## [PROBLEM TO WORK ON]
The expected response is the entire set of entries, copied exactly.

^^^^

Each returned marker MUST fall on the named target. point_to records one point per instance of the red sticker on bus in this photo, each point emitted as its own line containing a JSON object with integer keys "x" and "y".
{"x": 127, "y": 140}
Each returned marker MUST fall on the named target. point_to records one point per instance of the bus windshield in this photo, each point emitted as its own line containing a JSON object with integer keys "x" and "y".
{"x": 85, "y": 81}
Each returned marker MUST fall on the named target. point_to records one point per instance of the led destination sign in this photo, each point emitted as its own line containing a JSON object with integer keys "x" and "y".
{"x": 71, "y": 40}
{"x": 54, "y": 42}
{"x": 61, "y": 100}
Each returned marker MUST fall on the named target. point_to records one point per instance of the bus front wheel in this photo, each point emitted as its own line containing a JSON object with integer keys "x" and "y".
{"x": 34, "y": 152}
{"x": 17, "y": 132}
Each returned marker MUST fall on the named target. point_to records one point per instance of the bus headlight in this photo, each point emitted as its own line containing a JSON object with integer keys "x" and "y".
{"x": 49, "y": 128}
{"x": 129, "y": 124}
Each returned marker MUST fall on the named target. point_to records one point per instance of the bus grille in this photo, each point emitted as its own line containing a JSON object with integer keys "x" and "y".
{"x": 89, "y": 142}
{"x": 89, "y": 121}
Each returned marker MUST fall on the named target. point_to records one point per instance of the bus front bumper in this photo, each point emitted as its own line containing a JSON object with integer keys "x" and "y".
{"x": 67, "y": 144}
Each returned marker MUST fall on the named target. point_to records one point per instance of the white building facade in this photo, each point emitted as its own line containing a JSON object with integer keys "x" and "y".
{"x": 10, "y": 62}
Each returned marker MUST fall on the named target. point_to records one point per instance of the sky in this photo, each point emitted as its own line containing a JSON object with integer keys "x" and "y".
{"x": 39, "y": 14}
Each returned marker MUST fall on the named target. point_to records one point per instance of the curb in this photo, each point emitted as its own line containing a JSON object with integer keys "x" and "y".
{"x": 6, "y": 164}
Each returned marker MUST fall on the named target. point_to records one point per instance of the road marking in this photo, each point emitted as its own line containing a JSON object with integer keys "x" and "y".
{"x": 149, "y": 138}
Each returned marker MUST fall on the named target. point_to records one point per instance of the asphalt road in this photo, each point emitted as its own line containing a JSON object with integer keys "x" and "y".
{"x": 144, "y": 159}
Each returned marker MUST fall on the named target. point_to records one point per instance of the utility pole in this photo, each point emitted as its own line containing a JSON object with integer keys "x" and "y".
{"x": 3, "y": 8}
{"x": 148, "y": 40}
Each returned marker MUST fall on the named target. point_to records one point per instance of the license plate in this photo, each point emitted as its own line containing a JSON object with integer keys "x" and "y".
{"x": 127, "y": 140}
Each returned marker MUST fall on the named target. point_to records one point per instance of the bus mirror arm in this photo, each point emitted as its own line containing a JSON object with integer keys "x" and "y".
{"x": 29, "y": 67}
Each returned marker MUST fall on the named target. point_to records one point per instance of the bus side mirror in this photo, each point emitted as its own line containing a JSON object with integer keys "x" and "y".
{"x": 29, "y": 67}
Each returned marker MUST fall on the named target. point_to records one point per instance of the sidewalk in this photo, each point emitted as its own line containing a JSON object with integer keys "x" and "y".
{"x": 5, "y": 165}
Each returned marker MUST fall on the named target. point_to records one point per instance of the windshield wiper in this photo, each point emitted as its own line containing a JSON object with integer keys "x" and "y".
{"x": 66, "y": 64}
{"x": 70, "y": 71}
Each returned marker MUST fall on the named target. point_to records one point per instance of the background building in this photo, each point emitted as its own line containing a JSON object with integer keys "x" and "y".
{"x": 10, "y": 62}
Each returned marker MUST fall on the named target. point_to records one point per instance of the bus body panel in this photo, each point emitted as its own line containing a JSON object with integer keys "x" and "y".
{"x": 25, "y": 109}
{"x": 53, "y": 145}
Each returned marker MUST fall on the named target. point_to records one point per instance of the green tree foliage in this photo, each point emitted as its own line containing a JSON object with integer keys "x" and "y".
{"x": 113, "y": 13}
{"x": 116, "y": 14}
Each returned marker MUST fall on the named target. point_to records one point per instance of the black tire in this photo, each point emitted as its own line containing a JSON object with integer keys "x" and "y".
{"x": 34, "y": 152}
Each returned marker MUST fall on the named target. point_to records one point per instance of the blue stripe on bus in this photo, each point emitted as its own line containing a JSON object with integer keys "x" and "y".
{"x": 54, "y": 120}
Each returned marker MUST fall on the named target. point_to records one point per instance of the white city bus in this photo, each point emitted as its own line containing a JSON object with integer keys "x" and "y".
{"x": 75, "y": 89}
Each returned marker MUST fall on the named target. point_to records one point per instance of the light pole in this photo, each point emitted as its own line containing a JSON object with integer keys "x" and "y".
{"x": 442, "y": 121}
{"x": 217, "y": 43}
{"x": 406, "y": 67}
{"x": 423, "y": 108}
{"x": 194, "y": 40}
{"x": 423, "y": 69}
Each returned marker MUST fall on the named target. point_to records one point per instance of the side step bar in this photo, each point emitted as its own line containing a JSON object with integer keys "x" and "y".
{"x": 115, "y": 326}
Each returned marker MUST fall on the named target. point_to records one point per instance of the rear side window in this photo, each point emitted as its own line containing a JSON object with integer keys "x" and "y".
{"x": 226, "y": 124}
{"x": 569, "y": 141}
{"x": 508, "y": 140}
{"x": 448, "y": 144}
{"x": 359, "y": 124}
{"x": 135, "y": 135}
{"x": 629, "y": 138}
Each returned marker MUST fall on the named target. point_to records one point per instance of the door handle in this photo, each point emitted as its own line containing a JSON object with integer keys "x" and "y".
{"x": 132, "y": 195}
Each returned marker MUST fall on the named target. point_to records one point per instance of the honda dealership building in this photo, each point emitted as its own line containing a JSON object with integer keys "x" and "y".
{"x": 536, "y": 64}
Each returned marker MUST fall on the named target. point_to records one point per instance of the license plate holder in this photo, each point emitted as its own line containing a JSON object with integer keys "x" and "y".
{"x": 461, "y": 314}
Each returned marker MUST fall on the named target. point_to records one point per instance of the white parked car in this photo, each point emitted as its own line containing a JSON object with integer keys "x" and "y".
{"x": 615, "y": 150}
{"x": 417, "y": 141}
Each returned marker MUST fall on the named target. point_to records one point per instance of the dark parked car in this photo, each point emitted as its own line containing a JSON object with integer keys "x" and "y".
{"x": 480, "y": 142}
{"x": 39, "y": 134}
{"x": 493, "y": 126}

^^^^

## [ANSWER TO THE EXERCISE]
Each returned marker MUST fall on the named target. point_to records one point per instance of the red sticker on bus in this photo, each point emitted as its own line containing a JSON object with integer keys "x" and "y".
{"x": 127, "y": 140}
Each returned marker MUST fall on the named target. point_to records one point per instance of the bus windshield in this photo, each point emitted as its own line containing a JSON object with integer keys "x" and "y".
{"x": 85, "y": 81}
Each returned marker MUST fall on the named target. point_to records one point per instance of the led destination sign in this photo, each point emitted as its own line containing a JSON object with integer keys "x" and "y".
{"x": 71, "y": 40}
{"x": 54, "y": 42}
{"x": 61, "y": 100}
Each returned marker MUST fall on the named target. point_to records one point per instance of the bus front wheel in this photo, each point emitted as its own line containing a JSON object with integer keys "x" and "y".
{"x": 34, "y": 152}
{"x": 17, "y": 132}
Each returned marker MUST fall on the named target. point_to records one point per instance of the bus headlight in this photo, each point emitted as its own line containing a JSON object with integer keys "x" and "y".
{"x": 49, "y": 128}
{"x": 129, "y": 124}
Each returned marker MUST fall on the named target. point_to records one point per instance of the bus grille in this photo, each point emitted as its own line containing a JSON object with integer keys "x" and "y".
{"x": 89, "y": 142}
{"x": 89, "y": 121}
Each returned marker MUST fall on the named target. point_to records one point per instance of the bus front bumper in this photo, each point emitted as its own line containing a JSON object with integer keys "x" and "y".
{"x": 67, "y": 144}
Each returned marker MUST fall on the named target. point_to records one point per instance of the white building facade in this photo, each point emitted as its own line containing a JSON object with integer keys "x" and "y".
{"x": 10, "y": 62}
Each returned marker MUST fall on the named target. point_to records one point per instance of the sky in this photo, each point emitted as its own line containing a JSON object with integer keys "x" and "y".
{"x": 39, "y": 14}
Each returned marker MUST fall on the named target. point_to records one point per instance of the curb in this photo, each point emitted as its own line containing a JSON object with integer keys "x" and "y".
{"x": 6, "y": 164}
Each returned marker MUST fall on the named target. point_to records one point per instance of the road marking in this photo, each point emitted as its own line containing a JSON object with integer keys "x" and "y".
{"x": 149, "y": 138}
Each returned marker MUST fall on the named target. point_to records one point per instance of the asphalt road in this photo, each point emitted as its own line containing a JSON object with integer keys "x" and "y".
{"x": 144, "y": 159}
Each returned marker MUST fall on the named target. point_to records one point per instance of the utility pole in this photo, each point emitted as its own line containing a JSON object with integer keys "x" and "y".
{"x": 3, "y": 8}
{"x": 148, "y": 40}
Each returned marker MUST fall on the named target. point_to records one point per instance of the license plate in this photo, each point emitted as its own line containing a JSON object with integer keys "x" and "y".
{"x": 127, "y": 140}
Each returned marker MUST fall on the named target. point_to records one point per instance of the bus mirror arm in this photo, each point emitted as its own line containing a JSON object with integer keys "x" and "y".
{"x": 29, "y": 67}
Each returned marker MUST fall on the named target. point_to records one point per instance of the bus side mirror in this photo, each point emitted as its own line containing a JSON object with integer keys "x" and "y".
{"x": 29, "y": 67}
Each returned marker MUST fall on the named target. point_to records one point per instance of the sidewalk in this photo, each point emitted as its own line containing a JSON object with integer keys "x" and "y".
{"x": 5, "y": 165}
Each returned marker MUST fall on the named target. point_to records one point per instance of the windshield wiper in this photo, each point emitted as its own line containing a JSON object with integer keys "x" and "y".
{"x": 66, "y": 64}
{"x": 70, "y": 71}
Each returned marker MUST fall on the named target. point_to records one point per instance of the background building in this photo, each point emitted as its own line containing a JSON object with integer keys "x" and "y".
{"x": 10, "y": 62}
Each returned marker MUST fall on the named target. point_to records one point per instance of the bus body panel in this photo, each point emitted as its own line containing a JSON object with integer keys "x" and "y".
{"x": 25, "y": 109}
{"x": 53, "y": 145}
Each returned marker MUST fall on the named target. point_to records one point per instance of the green tree foliage in this photo, each point emitted as its own line containing a JSON object with integer keys "x" and "y".
{"x": 113, "y": 13}
{"x": 116, "y": 14}
Each returned marker MUST fall on the named target. point_to records one point per instance of the black tire in this photo, each point emitted as its own line containing a JSON object with integer keys "x" and "y".
{"x": 34, "y": 152}
Each returned marker MUST fall on the named target. point_to records one point per instance of the blue stripe on bus in this photo, each point emitted as its own line containing a JSON object with integer keys "x" and "y".
{"x": 54, "y": 120}
Each returned marker MUST fall on the named target. point_to records one point per instance of the white city bus in this photo, each point emitted as its own line containing a JSON object with integer keys "x" and "y".
{"x": 75, "y": 89}
Each returned marker MUST fall on the named target. point_to records one point per instance of the light pole in this photo, each point emitted as its own line containing a JSON object with integer keys "x" and "y".
{"x": 442, "y": 121}
{"x": 217, "y": 43}
{"x": 406, "y": 67}
{"x": 423, "y": 108}
{"x": 194, "y": 40}
{"x": 423, "y": 69}
Each returned marker MUST fall on the named target. point_to records one point per instance of the side step bar in this photo, each point emitted as its own line containing a JSON object with integer keys "x" and "y".
{"x": 115, "y": 326}
Each returned marker MUST fall on the named target. point_to records one point per instance of the rear side window in this photo, each point emitted as its own line containing a JSON object with integer keys "x" and "y".
{"x": 226, "y": 124}
{"x": 569, "y": 141}
{"x": 508, "y": 140}
{"x": 448, "y": 144}
{"x": 359, "y": 124}
{"x": 135, "y": 135}
{"x": 629, "y": 138}
Each returned marker MUST fall on the named target. point_to records one point per instance of the door handle in this photo, each point emitted as its own line containing a JSON object with integer keys "x" and "y".
{"x": 132, "y": 195}
Each returned marker MUST fall on the named target. point_to records one point per instance of the honda dealership building in this photo, each point emitted as its own line containing a JSON object with integer keys "x" and "y".
{"x": 536, "y": 64}
Each returned marker MUST fall on the named target. point_to records one point per instance of the license plate holder in this photo, each point emitted as its own line containing a JSON object with integer keys "x" and "y".
{"x": 461, "y": 314}
Each returned marker MUST fall on the named target. point_to records one point per instance of the white parked car in this photo, each point emitted as its own line containing a JSON object with integer keys "x" and "y".
{"x": 615, "y": 150}
{"x": 417, "y": 141}
Each returned marker MUST fall on the named target. point_to records one point per instance of the dark parked car in this photo, each point emitted as its own line containing a JSON object with integer keys "x" and "y".
{"x": 480, "y": 142}
{"x": 39, "y": 134}
{"x": 493, "y": 126}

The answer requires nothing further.